Raw data ▸
((
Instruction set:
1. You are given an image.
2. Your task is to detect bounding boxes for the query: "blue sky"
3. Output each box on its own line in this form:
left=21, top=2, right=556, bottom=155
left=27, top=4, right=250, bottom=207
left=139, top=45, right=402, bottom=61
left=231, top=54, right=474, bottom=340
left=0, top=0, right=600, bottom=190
))
Aim of the task ▸ Put every line of the material above into a JSON list of strings, one string per line, leaving out any blank lines.

Task solution ▸
[
  "Instruction set:",
  "1. You are given an image.",
  "2. Your task is to detect bounding boxes for the query: \"blue sky\"",
  "3. Output each box on its own line in this form:",
  "left=21, top=2, right=556, bottom=155",
  "left=27, top=4, right=250, bottom=207",
  "left=139, top=45, right=402, bottom=61",
  "left=231, top=54, right=474, bottom=340",
  "left=0, top=0, right=600, bottom=190"
]